Object position labeling records
--- Start ---

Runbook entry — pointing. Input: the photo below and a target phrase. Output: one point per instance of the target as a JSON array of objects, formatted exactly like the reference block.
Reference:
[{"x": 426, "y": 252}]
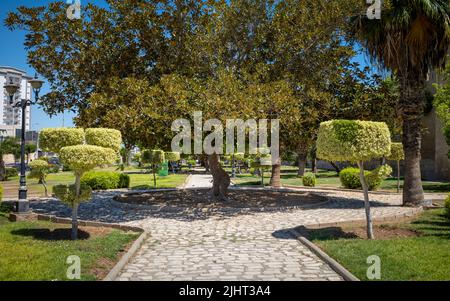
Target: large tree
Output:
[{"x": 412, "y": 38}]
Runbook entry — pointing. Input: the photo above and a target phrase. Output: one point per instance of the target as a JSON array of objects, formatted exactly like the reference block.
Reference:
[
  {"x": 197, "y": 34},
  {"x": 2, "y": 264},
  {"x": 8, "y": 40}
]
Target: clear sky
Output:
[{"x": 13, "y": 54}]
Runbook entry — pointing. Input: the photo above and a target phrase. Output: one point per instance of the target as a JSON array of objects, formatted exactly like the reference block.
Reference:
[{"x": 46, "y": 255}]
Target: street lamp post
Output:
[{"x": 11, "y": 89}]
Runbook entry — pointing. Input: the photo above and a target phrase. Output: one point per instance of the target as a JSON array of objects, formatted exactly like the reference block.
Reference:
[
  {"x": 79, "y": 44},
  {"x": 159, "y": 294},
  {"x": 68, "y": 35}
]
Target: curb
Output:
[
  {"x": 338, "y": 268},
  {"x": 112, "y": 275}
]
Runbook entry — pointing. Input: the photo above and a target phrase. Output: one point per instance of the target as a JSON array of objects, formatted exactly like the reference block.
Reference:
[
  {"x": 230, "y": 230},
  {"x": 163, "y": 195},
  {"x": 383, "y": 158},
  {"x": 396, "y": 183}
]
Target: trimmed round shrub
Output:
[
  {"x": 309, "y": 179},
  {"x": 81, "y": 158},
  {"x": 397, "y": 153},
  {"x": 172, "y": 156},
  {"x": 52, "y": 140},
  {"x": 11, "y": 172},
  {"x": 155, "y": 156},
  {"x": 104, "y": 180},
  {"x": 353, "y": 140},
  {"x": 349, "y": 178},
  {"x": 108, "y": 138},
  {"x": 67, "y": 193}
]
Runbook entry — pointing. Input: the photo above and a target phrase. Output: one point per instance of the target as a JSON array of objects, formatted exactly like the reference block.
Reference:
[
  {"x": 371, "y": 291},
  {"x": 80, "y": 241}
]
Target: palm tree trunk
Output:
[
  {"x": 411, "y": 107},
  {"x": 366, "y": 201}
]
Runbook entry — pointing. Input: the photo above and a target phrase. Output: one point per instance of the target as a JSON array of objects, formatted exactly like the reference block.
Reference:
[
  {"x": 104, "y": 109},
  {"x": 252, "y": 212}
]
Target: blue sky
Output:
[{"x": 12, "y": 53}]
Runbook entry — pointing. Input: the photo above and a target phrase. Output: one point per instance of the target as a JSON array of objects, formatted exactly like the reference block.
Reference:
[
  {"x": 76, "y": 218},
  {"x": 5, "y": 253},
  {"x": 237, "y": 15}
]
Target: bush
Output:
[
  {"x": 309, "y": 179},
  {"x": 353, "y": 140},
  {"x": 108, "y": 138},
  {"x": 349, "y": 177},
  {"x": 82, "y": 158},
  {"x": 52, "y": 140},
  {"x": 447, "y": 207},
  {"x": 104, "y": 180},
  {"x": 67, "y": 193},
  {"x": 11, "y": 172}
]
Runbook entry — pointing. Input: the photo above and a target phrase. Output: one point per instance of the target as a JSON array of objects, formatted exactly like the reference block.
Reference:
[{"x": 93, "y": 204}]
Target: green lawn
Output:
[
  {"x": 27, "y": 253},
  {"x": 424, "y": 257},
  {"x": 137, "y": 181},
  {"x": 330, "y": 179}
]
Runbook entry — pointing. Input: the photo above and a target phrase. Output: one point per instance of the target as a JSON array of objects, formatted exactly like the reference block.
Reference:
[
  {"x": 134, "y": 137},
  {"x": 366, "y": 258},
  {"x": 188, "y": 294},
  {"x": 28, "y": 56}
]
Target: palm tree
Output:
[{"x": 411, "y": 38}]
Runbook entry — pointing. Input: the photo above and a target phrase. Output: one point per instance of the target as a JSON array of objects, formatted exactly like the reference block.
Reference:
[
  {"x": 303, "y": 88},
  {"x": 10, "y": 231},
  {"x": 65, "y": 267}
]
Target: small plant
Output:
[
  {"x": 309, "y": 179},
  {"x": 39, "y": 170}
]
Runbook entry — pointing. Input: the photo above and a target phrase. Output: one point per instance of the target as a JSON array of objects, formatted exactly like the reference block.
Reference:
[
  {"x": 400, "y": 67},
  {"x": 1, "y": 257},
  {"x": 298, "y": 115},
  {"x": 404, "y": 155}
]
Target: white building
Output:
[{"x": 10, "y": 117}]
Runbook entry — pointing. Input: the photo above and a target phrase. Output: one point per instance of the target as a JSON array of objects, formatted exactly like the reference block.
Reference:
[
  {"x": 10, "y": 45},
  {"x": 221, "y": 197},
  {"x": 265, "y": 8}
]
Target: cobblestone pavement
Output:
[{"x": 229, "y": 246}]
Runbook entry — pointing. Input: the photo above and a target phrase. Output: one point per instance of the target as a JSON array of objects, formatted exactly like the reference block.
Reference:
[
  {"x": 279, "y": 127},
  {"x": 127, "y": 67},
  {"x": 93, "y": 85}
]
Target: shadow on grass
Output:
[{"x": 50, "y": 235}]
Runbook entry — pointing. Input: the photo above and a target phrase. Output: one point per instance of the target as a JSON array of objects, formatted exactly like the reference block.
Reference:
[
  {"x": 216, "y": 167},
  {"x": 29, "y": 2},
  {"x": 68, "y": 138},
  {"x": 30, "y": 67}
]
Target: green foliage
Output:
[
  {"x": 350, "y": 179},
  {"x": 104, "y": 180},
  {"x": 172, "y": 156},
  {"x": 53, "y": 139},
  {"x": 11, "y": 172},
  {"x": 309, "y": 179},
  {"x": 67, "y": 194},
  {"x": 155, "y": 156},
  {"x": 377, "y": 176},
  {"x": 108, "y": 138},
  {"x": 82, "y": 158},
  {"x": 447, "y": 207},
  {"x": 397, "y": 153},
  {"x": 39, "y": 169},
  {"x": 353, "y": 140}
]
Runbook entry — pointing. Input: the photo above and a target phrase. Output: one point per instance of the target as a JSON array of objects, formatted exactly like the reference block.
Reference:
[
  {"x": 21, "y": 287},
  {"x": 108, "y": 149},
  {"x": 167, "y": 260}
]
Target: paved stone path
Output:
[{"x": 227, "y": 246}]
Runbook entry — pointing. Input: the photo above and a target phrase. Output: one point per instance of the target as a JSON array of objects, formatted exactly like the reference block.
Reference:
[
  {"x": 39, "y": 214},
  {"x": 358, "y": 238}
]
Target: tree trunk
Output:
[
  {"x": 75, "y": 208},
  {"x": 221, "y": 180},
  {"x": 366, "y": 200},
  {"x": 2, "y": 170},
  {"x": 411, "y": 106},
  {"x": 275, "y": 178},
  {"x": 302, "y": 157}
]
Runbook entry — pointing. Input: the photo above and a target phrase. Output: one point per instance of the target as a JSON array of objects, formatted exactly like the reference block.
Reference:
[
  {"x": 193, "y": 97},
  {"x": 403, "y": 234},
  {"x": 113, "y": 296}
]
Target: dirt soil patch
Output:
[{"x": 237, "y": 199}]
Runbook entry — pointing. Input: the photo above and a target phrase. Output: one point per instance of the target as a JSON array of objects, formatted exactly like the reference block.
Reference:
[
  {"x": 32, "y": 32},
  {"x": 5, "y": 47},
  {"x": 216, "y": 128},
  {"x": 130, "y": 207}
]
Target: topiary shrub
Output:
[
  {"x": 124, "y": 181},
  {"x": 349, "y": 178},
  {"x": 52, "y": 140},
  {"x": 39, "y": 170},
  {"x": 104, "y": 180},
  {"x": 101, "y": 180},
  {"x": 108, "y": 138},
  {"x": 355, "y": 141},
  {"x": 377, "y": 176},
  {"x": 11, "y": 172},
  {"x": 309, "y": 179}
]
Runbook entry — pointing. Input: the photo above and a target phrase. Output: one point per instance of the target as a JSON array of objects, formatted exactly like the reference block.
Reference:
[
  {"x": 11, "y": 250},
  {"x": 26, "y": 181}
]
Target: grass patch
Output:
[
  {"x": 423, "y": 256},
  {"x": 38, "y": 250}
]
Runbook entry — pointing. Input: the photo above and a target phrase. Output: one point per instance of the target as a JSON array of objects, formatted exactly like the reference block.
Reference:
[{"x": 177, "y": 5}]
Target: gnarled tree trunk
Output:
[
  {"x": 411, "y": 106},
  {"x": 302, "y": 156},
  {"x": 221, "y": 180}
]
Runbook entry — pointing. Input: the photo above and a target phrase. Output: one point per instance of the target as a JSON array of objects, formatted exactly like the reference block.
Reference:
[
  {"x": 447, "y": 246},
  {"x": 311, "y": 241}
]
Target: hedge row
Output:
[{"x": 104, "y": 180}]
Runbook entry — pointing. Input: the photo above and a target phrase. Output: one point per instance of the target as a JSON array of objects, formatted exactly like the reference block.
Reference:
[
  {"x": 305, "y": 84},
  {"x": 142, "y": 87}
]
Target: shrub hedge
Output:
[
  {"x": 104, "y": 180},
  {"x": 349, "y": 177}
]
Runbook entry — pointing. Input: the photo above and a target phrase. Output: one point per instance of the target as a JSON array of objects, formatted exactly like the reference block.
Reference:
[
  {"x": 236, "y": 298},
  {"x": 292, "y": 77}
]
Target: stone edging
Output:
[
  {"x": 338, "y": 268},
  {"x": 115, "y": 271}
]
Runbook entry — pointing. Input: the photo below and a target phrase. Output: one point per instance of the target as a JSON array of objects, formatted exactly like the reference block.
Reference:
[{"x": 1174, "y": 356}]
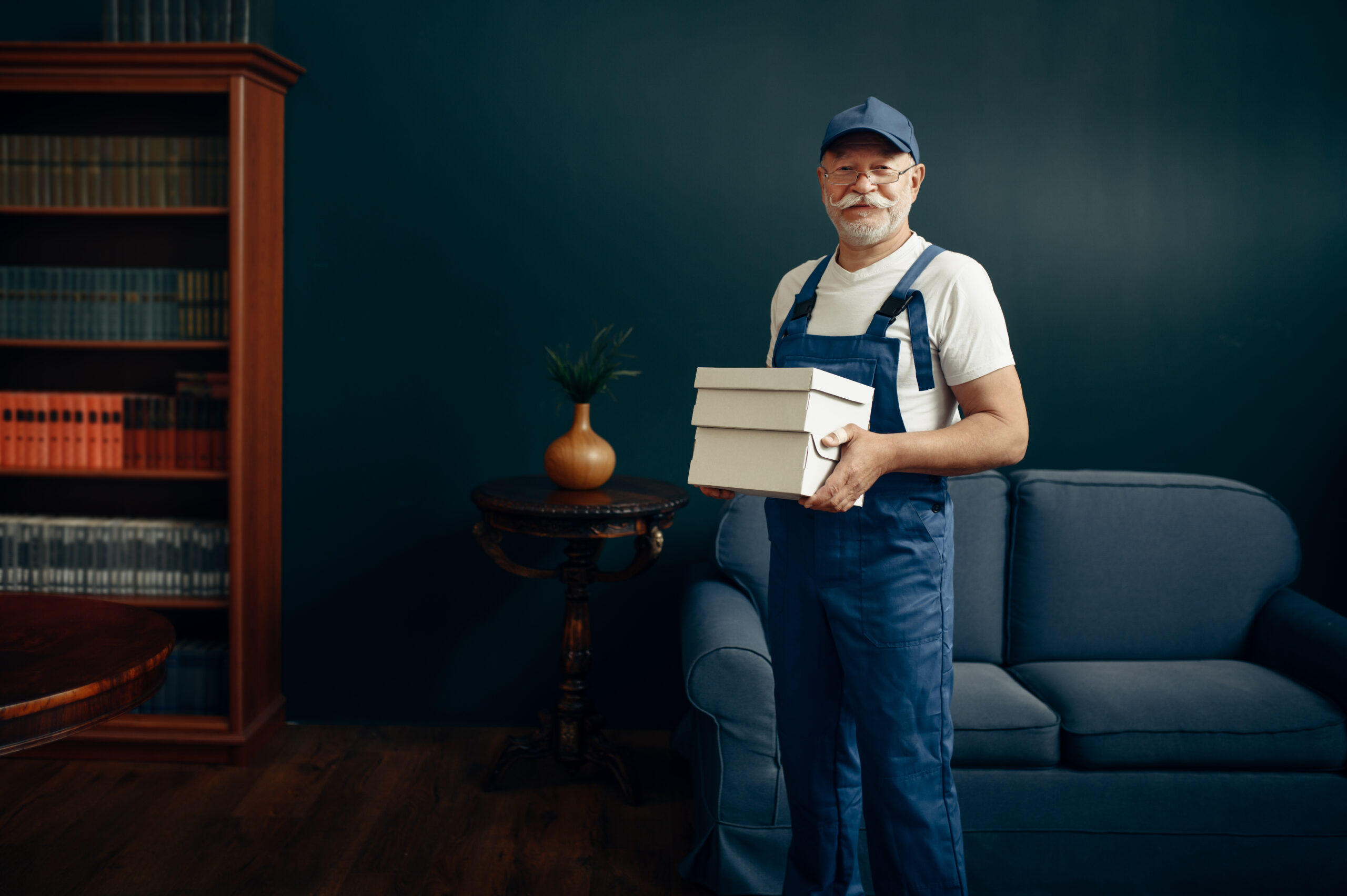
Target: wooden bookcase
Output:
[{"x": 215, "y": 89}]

--- End ---

**WHAT THE TASK REQUIRES**
Identify and copy every line in the records above that contains the string "hedge".

**RESPONSE TO THE TASK**
Target: hedge row
Target: shrub hedge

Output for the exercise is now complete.